>>>>>

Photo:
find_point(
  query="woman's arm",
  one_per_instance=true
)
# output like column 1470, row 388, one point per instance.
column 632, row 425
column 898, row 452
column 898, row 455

<<<<<

## Short exercise
Render the data above as a Markdown table with the columns Index and Text, one row per nonblank line, numbered in order.

## Solution below
| Index | Text |
|---|---|
| 1 | Photo: |
| 2 | find_point( |
| 3 |   query="woman's arm", |
| 4 |   one_per_instance=true |
| 5 | ) |
| 6 | # output like column 1470, row 388, one point per instance. |
| 7 | column 632, row 425 |
| 8 | column 898, row 452 |
| 9 | column 898, row 455 |